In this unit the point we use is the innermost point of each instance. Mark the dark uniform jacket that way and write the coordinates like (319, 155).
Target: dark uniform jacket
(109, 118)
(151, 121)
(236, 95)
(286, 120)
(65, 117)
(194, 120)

== == ==

**What to do**
Your answer should consist of every entry, repeated exactly.

**Answer space**
In this unit the point we use is the innermost point of each instance. Mark the dark uniform jacket that way and write the coordinates like (319, 155).
Target: dark uniform jacket
(109, 118)
(151, 121)
(236, 95)
(286, 120)
(65, 117)
(194, 120)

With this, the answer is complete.